# Text section
************
Monday, 19 March 2012

John Carter

I went to see this film a couple of weeks post release and at the earliest possible  showing of the two-dee version on a Sunday so I wasn't expecting the place to exactly crowded but there were only half a dozen of us in the particular screen. So fine views of the screen at least!

Once the ads and trailers were over we finally start into the film with an attack on the Helium aircruiser with the baddies' hellish new weapon then a meeting of Helium's Council to discuss the terms of the city's survival. As this involves her marriage to the enemy Jeddak, Princess Deja Thoris is somewhat unhappy with this. The film then breaks to Earth where we meet a youngish Edger Rice Burroughs being presented with his uncle's journal of the strangest gold hunter's dream ever. We then go back in time to the start of the Great Adventure. This bit we've seen in the trailers but John Carter is on Mars soon enough wondering just how come he can leap mountains and jump miles in a single bound...
************
# Dataset extract
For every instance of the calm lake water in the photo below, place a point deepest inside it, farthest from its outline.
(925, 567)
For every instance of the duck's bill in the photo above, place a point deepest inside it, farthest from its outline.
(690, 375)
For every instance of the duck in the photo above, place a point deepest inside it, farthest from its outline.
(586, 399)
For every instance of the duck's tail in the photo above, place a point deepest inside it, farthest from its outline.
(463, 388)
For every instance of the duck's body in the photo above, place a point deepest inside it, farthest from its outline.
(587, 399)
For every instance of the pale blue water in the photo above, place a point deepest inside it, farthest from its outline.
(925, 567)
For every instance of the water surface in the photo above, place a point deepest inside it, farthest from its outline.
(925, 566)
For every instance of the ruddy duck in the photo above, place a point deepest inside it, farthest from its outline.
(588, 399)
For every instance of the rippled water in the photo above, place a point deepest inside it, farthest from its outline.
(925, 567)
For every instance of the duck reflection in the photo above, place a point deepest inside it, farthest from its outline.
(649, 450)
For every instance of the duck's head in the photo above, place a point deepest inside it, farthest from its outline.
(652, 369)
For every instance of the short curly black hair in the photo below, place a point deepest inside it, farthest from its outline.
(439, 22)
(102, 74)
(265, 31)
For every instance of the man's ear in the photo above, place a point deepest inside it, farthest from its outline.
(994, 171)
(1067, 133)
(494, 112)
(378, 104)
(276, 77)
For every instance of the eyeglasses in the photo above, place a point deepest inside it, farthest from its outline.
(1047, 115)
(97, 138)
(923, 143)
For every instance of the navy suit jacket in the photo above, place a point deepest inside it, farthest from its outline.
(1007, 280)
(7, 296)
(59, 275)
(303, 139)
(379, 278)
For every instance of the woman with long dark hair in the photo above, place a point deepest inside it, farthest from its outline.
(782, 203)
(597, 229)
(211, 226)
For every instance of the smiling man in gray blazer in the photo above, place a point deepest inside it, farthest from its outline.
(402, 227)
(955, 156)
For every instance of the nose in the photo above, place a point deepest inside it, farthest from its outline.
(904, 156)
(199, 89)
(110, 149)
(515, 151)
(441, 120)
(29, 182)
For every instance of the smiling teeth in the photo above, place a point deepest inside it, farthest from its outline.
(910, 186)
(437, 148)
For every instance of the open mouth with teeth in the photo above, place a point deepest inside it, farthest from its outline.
************
# Assignment
According to the film review, whose marriage to the enemy Jeddak is among the terms of Helium's survival? The records come from a separate source unrelated to the text.

# The answer
Princess Deja Thoris's marriage.